-- Begin Data for this task --

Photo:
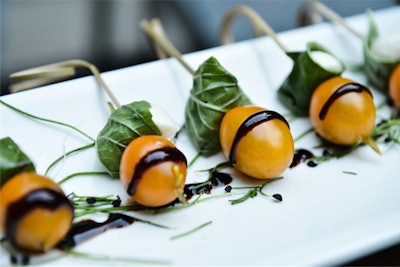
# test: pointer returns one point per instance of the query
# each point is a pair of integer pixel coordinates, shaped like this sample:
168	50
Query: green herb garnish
214	92
296	91
12	160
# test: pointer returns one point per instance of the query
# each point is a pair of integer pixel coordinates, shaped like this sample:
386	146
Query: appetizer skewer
316	72
381	53
212	119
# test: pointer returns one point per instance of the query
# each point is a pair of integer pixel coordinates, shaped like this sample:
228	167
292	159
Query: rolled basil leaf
12	160
124	124
296	91
378	68
214	92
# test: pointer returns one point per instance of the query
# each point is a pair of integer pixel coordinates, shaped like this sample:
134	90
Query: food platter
330	214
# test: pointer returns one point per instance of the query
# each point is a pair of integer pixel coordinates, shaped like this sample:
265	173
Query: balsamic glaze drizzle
251	122
43	198
86	229
301	155
153	158
217	179
345	89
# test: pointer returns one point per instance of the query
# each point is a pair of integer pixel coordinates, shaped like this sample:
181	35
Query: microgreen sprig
254	191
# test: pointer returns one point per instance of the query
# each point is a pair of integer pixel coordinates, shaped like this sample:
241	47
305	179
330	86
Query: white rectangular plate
327	215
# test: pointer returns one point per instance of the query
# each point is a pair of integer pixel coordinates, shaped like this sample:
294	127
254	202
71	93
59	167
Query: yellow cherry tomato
394	86
258	142
35	213
153	171
343	112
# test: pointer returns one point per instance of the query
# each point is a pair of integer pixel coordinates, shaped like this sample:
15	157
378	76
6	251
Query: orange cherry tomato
343	112
394	86
258	142
153	171
35	213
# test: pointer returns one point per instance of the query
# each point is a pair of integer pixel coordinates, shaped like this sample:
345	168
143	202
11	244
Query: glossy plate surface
338	211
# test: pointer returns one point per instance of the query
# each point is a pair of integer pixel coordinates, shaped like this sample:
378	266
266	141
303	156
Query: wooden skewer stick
38	76
328	13
259	25
155	31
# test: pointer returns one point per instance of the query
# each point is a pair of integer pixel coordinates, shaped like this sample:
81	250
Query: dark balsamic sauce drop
251	122
217	179
86	229
345	89
153	158
301	155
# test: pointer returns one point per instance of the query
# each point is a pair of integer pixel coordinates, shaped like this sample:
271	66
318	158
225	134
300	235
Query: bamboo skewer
164	47
42	75
259	25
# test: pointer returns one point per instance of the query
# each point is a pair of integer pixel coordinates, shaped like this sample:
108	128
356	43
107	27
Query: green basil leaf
12	160
124	124
378	69
296	91
214	92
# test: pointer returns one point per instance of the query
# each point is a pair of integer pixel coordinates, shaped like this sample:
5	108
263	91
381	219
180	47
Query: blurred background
107	33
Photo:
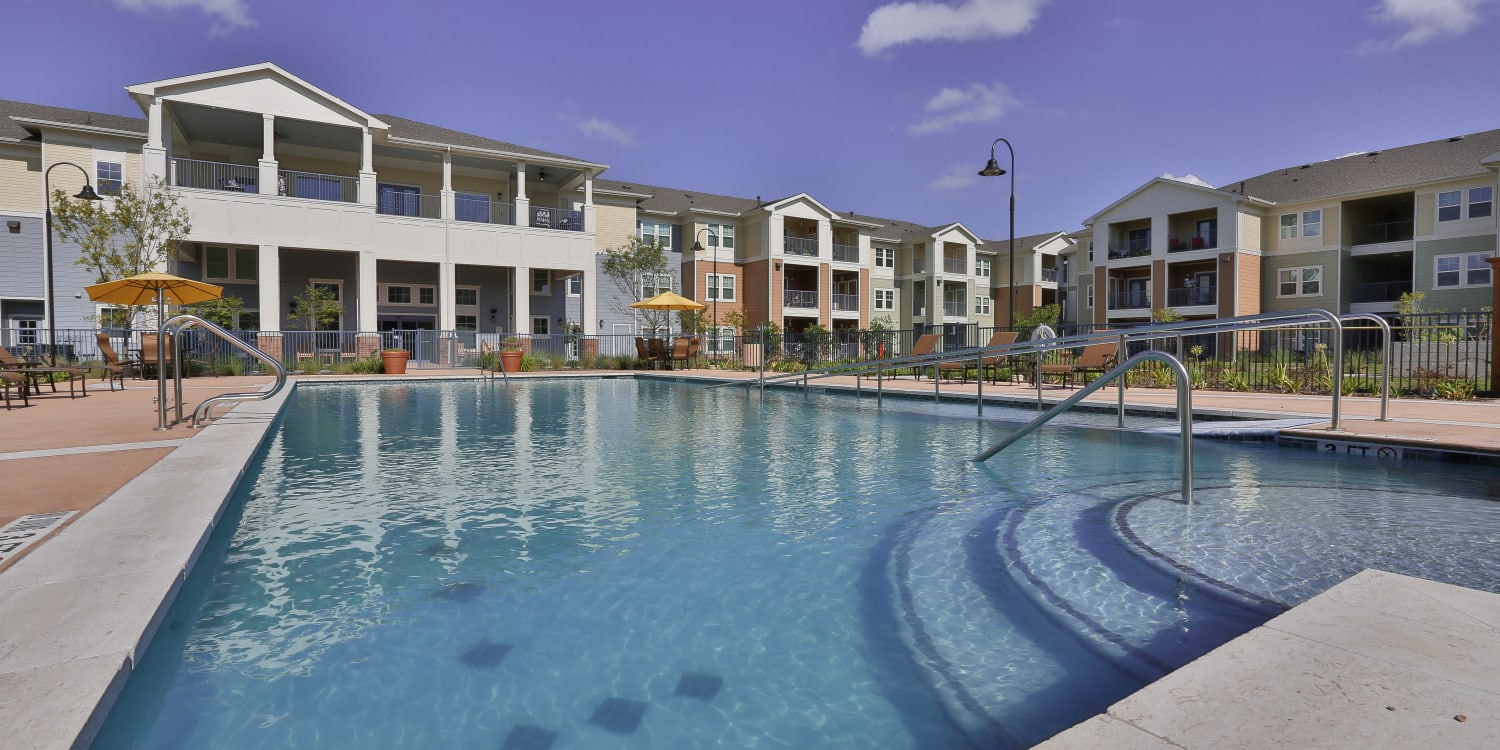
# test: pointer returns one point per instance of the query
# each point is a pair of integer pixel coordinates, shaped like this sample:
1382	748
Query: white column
522	203
269	282
366	168
447	212
369	293
269	177
446	308
521	293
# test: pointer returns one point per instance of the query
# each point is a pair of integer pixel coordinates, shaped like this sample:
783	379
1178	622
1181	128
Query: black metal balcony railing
800	246
1130	300
800	299
1190	296
1380	291
1382	233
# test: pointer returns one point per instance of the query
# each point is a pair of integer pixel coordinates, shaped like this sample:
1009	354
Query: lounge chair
33	372
999	338
113	365
1097	357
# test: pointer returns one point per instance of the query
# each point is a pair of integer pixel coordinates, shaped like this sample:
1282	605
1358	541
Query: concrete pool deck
80	606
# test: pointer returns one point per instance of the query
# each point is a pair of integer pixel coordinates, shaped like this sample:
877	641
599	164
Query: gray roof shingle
1374	171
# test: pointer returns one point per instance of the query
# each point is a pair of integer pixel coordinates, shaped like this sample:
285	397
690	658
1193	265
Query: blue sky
872	107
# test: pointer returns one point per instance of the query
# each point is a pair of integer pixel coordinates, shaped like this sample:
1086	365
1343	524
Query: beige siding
20	183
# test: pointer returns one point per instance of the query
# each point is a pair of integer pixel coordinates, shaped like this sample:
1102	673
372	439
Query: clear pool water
594	564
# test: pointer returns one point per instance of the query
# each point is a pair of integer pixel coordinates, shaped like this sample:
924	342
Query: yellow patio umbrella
161	288
668	300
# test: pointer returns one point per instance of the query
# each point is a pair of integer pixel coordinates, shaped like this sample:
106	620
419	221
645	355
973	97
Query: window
1299	282
657	233
230	264
1313	222
110	177
650	287
720	284
1455	272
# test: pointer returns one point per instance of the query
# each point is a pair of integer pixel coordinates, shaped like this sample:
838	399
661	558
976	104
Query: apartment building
1347	234
410	225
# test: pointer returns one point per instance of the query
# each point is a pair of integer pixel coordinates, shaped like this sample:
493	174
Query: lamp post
717	282
47	246
993	170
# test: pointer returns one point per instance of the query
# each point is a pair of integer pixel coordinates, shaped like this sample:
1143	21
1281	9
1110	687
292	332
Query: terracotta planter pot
395	362
510	360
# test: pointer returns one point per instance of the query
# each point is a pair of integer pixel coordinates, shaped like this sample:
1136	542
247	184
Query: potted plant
510	354
393	362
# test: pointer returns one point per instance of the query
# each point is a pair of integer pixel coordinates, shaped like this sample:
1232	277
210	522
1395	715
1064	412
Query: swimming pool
656	564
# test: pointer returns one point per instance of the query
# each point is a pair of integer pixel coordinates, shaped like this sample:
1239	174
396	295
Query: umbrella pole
161	360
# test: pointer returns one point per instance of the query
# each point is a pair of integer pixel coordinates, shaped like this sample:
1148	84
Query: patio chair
113	365
1097	357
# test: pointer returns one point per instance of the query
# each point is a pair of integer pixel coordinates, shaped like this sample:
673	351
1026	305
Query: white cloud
605	131
228	14
896	24
959	176
1190	179
953	107
1424	20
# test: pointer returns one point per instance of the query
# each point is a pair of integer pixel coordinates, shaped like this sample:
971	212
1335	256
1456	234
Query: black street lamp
993	170
47	245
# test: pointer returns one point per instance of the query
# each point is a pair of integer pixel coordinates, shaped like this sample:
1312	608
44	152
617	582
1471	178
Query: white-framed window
1313	222
657	233
1457	272
408	294
230	264
720	236
720	284
1304	281
654	284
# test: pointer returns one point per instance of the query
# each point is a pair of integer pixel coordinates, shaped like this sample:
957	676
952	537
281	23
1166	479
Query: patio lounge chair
999	338
36	374
113	366
1097	357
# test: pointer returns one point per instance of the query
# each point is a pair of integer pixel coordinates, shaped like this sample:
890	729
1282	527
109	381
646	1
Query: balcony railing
1190	296
1380	291
1382	233
800	246
548	218
483	212
215	176
317	186
800	299
410	204
1130	300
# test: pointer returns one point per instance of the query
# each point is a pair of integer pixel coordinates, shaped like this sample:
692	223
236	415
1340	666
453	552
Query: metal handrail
174	326
1184	413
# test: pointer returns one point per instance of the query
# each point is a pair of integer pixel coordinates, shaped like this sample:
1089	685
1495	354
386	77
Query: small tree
633	269
137	231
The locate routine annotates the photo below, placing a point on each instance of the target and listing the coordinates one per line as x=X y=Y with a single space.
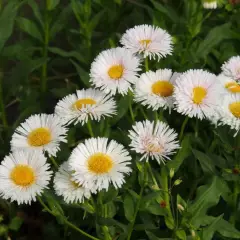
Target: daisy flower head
x=114 y=70
x=98 y=162
x=41 y=132
x=154 y=140
x=85 y=104
x=231 y=68
x=210 y=4
x=230 y=86
x=155 y=89
x=65 y=186
x=197 y=94
x=151 y=41
x=230 y=111
x=23 y=176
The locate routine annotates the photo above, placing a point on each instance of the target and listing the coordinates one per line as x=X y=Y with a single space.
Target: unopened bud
x=193 y=233
x=177 y=182
x=171 y=174
x=155 y=187
x=180 y=207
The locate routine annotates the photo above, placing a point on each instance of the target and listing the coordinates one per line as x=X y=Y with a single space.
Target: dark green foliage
x=46 y=49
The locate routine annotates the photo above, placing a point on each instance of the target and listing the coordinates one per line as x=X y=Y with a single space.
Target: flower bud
x=180 y=207
x=177 y=182
x=171 y=174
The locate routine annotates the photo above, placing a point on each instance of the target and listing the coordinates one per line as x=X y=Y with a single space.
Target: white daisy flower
x=149 y=40
x=154 y=140
x=210 y=4
x=197 y=94
x=23 y=176
x=97 y=163
x=85 y=104
x=229 y=85
x=231 y=68
x=155 y=89
x=41 y=132
x=66 y=187
x=230 y=111
x=114 y=70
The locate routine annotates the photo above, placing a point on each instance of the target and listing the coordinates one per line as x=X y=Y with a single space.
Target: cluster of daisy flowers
x=96 y=163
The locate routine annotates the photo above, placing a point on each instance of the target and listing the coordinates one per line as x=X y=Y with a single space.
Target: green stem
x=196 y=128
x=234 y=204
x=103 y=213
x=136 y=212
x=45 y=50
x=146 y=64
x=165 y=187
x=54 y=162
x=89 y=126
x=183 y=127
x=65 y=220
x=152 y=175
x=138 y=204
x=161 y=117
x=3 y=112
x=143 y=113
x=156 y=116
x=130 y=107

-- End Data for this task --

• [What is expected]: Gather every line in the records above that contains the string "dark" and copy each one as it appears. Only matches in the same letter case count.

• [Finished answer]:
Query: dark balsamic sauce drop
Target: dark green foliage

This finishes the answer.